**GIVEN PASSAGE**
□ □ □ □ □ □ □
The following facts and representations have been submitted on your behalf: On July 1, 1971, the
State A Department of Health and Welfare adopted a supplemental retirement plan known as the
State A Department of Health and Welfare Supplemental Retirement Plan. On April 1, 1972, the
State A Department of Lands, adopted a similar plan known as the State A Department of Lands'
Supplemental Retirement Plan. These plans were both supplemental to Plan D, a defined benefit
plan maintained by State A. These plans were adopted before section 401(k) existed. However,
they were both pre-ERISA money purchase plans which provided a pretax contribution feature
from their inception. Thus, they became 401 (k) plans when section 401 (k) became effective.
Plan D is administered by Retirement Board B. The employees of most governmental entities in
State A with few exceptions are eligible to participate in Plan D. The covered employees can be
categorized as follows: (1) employees of State A, (2) employees of local school districts within
State A, (3) employees of political subdivisions of State A, such as cities, counties, and taxing
districts, and (4) employees of other State A statutorily created entities that perform
governmental functions.
□ □ □ □ □ □ □
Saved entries

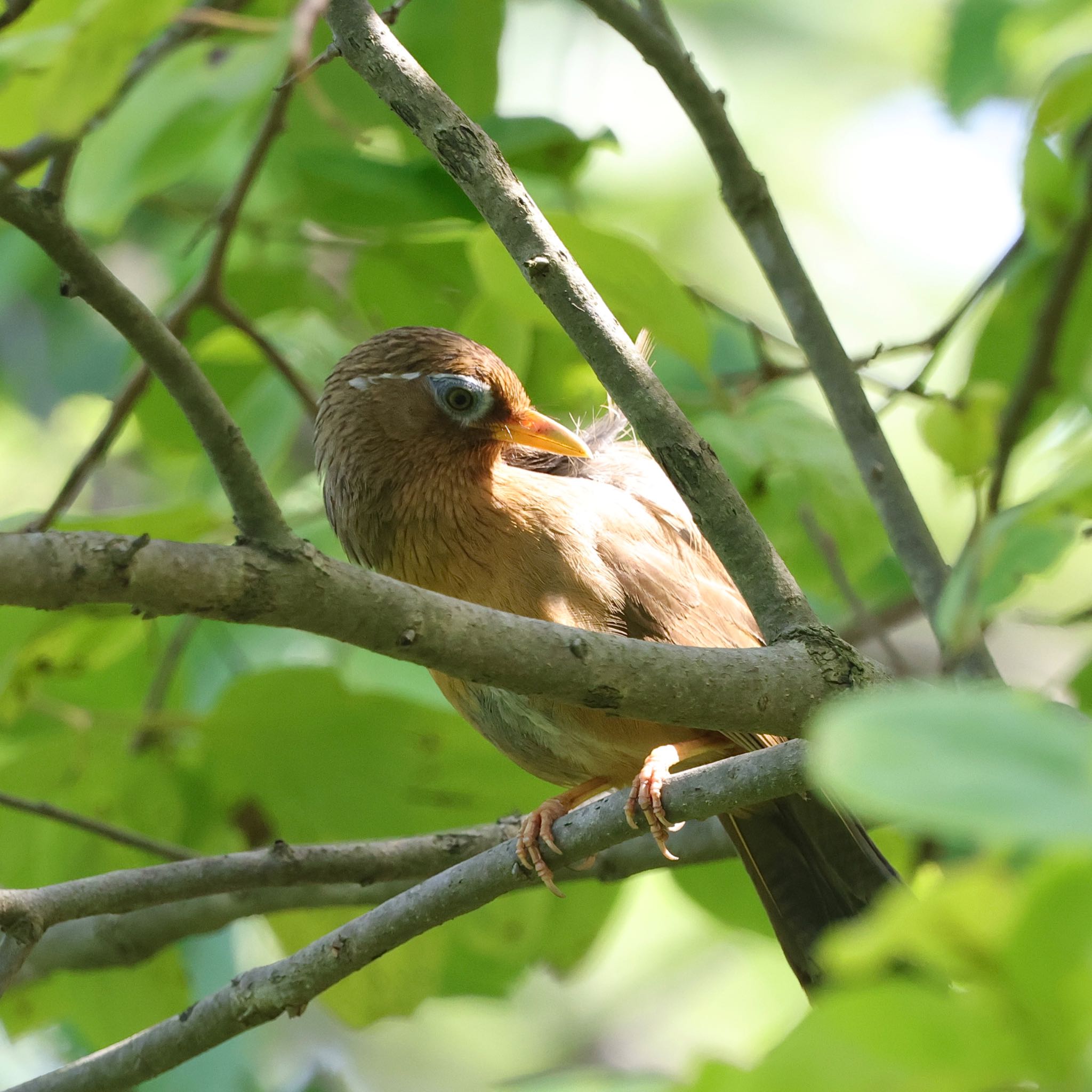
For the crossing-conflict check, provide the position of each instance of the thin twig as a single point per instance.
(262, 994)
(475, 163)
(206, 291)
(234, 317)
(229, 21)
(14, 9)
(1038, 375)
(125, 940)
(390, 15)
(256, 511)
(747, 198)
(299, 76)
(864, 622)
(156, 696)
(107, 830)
□ □ □ □ □ □ □
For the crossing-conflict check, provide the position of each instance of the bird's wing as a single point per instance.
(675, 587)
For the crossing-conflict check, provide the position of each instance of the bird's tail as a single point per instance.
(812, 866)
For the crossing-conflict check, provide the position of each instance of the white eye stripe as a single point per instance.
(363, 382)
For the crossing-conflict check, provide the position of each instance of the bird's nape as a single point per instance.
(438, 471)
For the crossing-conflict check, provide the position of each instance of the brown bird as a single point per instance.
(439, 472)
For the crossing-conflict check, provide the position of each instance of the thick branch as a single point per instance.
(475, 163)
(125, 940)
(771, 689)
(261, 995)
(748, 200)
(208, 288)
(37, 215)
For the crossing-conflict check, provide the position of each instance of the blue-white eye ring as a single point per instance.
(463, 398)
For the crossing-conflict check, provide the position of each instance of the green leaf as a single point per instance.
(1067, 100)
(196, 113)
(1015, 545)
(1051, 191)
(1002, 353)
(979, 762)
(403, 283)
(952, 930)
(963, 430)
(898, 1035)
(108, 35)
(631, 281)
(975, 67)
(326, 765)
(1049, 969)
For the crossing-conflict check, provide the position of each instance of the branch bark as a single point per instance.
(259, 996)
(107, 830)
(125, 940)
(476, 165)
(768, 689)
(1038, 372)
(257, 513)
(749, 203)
□ □ □ □ □ □ □
**WHAT YOU WILL DO**
A. Please reproduce the retirement plan passage word for word from "Plan D is administered" to "governmental functions.".
B. Pull out every line of the saved entries that contains the string "position", matching its case exactly.

**SOLVED TASKS**
A.
Plan D is administered by Retirement Board B. The employees of most governmental entities in
State A with few exceptions are eligible to participate in Plan D. The covered employees can be
categorized as follows: (1) employees of State A, (2) employees of local school districts within
State A, (3) employees of political subdivisions of State A, such as cities, counties, and taxing
districts, and (4) employees of other State A statutorily created entities that perform
governmental functions.

B.
For the crossing-conflict check, provide the position of each instance of the thin twig as a single point per instance.
For the crossing-conflict check, provide the position of each instance of the bird's wing as a single point per instance.
For the crossing-conflict check, provide the position of each instance of the bird's tail as a single point per instance.
For the crossing-conflict check, provide the position of each instance of the white eye stripe as a single point per instance.
For the crossing-conflict check, provide the position of each instance of the bird's nape as a single point per instance.
For the crossing-conflict check, provide the position of each instance of the brown bird as a single point per instance.
For the crossing-conflict check, provide the position of each instance of the thick branch as a single point per instance.
For the crossing-conflict check, provide the position of each instance of the blue-white eye ring as a single point per instance.
For the crossing-conflict check, provide the position of each instance of the green leaf as a single point per instance.
For the crossing-conflict check, provide the position of each instance of the branch bark as a single point per instance.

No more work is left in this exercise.